- [Directive]: What does the passage below on early fish stocking in Utah call the state's first fish-culture company?

- [Selected extract]:

──────────

On May 12, 1871, Albert Perry Rockwood, the recently appointed Territorial Fish Superintendent of Utah, arrived at Silver Creek, a small tributary of the Weber River near present-day Rockport Reservoir. After setting up camp, Rockwood went to work catching native Bonneville cutthroat trout, which he placed in crates and milk cartons and loaded on wagons bound for Salt Lake City. This was no vacation. Rockwood was on official business on behalf of Brigham Young and the newly created Zion’s Cooperative Fish Association, Utah’s first fish-culture company. Rockwood’s mission was to transport as many live cutthroat as possible to rearing ponds in Salt Lake City, get them to spawn, then put the fry in Utah Lake. The project didn’t go as planned. Many of the fish died from lack of oxygen in the cramped storing crates, the bigger fish ate the smaller fish, and the cutthroat that made it into the rearing ponds alive wouldn’t spawn.1
Although Rockwood didn’t have much success farming native trout, his subsequent efforts with fish stocking yielded fruit. After some consideration, he decided that the answer to Utah’s declining trout populations was not to replace dying native trout with more native trout, but rather import exotic fish species and let them fill in. It helped that he had the support of the Mormon Church, which funded his fish stocking escapades through Zion’s Cooperative Fish Association. Over the pulpit, Mormon leaders encouraged members to do their part and declared fish “to possess brain making material to a greater extent than any other animal food.” They even went so far as to approve the use of prison inmates to build fish ponds near what is today Sugarhouse Park.2
During his time as Territorial Fish Superintendent, Rockwood experimented with American shad, black bullhead catfish, king salmon, Sebago salmon, eastern brook trout, lake whitefish, lobsters, oysters, American eel, Asian carp and a host of other species.3 Many of the exotics came from Rockwood’s east coast friends, including the biblical looking Seth Green and pragmatic Spencer Fullerton Baird, Director of the newly created U.S. Fish Commission. Today we might think some of Rockwood’s experiments cruel, like the time he attempted to farm lobsters and oysters in the Great Salt Lake, but at the time it was cutting edge fish culture.

──────────

- [Given information]:
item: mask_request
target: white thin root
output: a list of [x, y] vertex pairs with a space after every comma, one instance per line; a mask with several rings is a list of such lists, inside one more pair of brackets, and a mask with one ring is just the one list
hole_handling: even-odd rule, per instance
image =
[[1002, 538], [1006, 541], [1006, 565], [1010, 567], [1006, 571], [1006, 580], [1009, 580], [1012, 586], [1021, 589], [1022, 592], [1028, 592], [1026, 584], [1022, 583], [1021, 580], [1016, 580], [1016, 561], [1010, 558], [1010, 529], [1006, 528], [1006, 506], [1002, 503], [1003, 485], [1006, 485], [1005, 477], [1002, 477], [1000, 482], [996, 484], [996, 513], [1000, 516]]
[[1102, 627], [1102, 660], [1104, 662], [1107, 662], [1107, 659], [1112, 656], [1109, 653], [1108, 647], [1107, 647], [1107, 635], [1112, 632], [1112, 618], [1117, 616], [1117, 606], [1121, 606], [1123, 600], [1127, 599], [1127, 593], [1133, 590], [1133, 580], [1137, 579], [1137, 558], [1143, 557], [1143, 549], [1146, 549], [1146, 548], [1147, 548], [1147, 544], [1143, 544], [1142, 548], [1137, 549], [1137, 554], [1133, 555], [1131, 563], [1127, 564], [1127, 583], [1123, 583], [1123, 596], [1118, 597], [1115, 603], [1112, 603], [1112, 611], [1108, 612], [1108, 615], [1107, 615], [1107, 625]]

──────────

- [Completed exercise]: Zion’s Cooperative Fish Association